Edit these records so that every "Isolate" becomes "Outline", and leave all other text unchanged.

§ Part of a data file:
--

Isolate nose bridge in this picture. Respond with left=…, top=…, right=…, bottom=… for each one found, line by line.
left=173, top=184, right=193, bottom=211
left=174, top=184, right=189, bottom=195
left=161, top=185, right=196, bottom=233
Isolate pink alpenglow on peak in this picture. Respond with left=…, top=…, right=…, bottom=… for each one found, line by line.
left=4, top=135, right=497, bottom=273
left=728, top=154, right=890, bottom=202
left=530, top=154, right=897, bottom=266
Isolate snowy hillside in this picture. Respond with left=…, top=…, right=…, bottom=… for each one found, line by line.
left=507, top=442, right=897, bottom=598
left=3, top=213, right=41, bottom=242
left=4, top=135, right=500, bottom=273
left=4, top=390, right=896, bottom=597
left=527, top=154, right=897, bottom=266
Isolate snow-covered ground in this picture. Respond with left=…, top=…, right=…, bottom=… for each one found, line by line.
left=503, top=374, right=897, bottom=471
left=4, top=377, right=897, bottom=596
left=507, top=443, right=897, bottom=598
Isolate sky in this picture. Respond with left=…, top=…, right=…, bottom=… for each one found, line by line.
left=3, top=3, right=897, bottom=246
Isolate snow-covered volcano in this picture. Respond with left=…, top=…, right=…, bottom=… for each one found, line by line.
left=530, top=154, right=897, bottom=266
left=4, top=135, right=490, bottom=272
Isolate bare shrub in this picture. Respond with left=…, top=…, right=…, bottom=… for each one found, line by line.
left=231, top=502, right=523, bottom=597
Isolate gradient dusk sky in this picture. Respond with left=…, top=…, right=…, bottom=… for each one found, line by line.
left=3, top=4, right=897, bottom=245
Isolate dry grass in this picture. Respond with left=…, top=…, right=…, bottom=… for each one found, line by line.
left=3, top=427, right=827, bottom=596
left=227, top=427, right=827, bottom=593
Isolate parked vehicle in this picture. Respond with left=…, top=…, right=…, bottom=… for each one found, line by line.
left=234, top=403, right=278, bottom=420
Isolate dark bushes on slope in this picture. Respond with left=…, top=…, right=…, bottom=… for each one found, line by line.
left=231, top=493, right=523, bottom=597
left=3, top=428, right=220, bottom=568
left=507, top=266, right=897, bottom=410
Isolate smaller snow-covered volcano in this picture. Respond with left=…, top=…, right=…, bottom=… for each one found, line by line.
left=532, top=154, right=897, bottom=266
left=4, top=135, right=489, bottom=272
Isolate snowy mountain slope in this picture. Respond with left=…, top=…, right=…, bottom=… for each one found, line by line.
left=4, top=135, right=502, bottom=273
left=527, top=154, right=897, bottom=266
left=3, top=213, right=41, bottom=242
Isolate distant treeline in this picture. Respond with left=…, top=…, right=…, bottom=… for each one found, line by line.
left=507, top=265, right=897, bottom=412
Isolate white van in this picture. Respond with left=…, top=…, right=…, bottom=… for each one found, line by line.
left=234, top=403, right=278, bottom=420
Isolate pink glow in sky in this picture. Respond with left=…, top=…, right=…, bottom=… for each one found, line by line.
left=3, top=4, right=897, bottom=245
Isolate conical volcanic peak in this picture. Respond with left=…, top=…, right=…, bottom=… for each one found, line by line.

--

§ ANSWER BELOW:
Outline nose bridge in this picture. Respond with left=…, top=…, right=…, bottom=… for each one found, line by line.
left=173, top=184, right=193, bottom=211
left=174, top=184, right=189, bottom=195
left=161, top=185, right=196, bottom=233
Outline pink alpenglow on peak in this picture. Respond with left=…, top=…, right=…, bottom=… for each one found, line by line.
left=4, top=135, right=497, bottom=273
left=728, top=154, right=890, bottom=202
left=530, top=154, right=897, bottom=266
Outline snowy hillside in this picture. Respond with left=…, top=…, right=…, bottom=… for each one found, line by line.
left=507, top=442, right=897, bottom=598
left=3, top=213, right=41, bottom=242
left=4, top=135, right=500, bottom=273
left=4, top=390, right=896, bottom=597
left=527, top=154, right=897, bottom=266
Outline snow-covered ground in this picture. Respond with left=…, top=…, right=…, bottom=… for each one found, line by line.
left=503, top=374, right=897, bottom=471
left=4, top=377, right=897, bottom=596
left=507, top=443, right=897, bottom=598
Outline sky in this picture. Respond with left=…, top=…, right=…, bottom=… for each one found, line by line.
left=3, top=3, right=897, bottom=246
Outline snow-covered volcano in this picture. Respond with left=…, top=…, right=…, bottom=… for each one found, line by line.
left=530, top=154, right=897, bottom=266
left=4, top=135, right=490, bottom=272
Outline bare shrub in this picture. Respond with left=…, top=…, right=…, bottom=… for each one found, line by line.
left=231, top=502, right=523, bottom=597
Outline gradient dusk sky in this picture. Respond with left=…, top=…, right=…, bottom=… for each one found, line by line.
left=3, top=4, right=897, bottom=245
Outline dry grass in this picture. Respond with left=…, top=…, right=…, bottom=… for each one found, line by line.
left=3, top=427, right=827, bottom=596
left=227, top=427, right=827, bottom=593
Outline parked vehicle in this picture. Respond with left=…, top=…, right=…, bottom=… for each one found, line by line.
left=234, top=403, right=278, bottom=420
Outline dark bushes on slope in this picture. Respond with left=…, top=…, right=…, bottom=… for each one found, line by line.
left=231, top=493, right=523, bottom=597
left=3, top=428, right=220, bottom=568
left=507, top=266, right=897, bottom=410
Outline smaller snow-covered volcano in this picture. Respond with left=…, top=…, right=…, bottom=… for each one found, line by line.
left=532, top=154, right=897, bottom=266
left=4, top=135, right=489, bottom=272
Outline snowy mountain slope in this picture. Respond with left=…, top=…, right=…, bottom=… for each one found, line by line.
left=4, top=135, right=502, bottom=273
left=527, top=154, right=897, bottom=266
left=3, top=213, right=41, bottom=242
Outline distant treeline in this picture. Respond with left=…, top=…, right=…, bottom=… for each one found, line by line.
left=507, top=265, right=897, bottom=412
Outline white van in this picture. Respond with left=…, top=…, right=…, bottom=… for each one found, line by line.
left=234, top=403, right=278, bottom=420
Outline pink glow in sky in this picture. Respond with left=…, top=…, right=…, bottom=… for each one found, line by line.
left=3, top=4, right=897, bottom=245
Outline conical volcanic peak in this picture. Respond with left=…, top=…, right=…, bottom=… for each one found, line by line.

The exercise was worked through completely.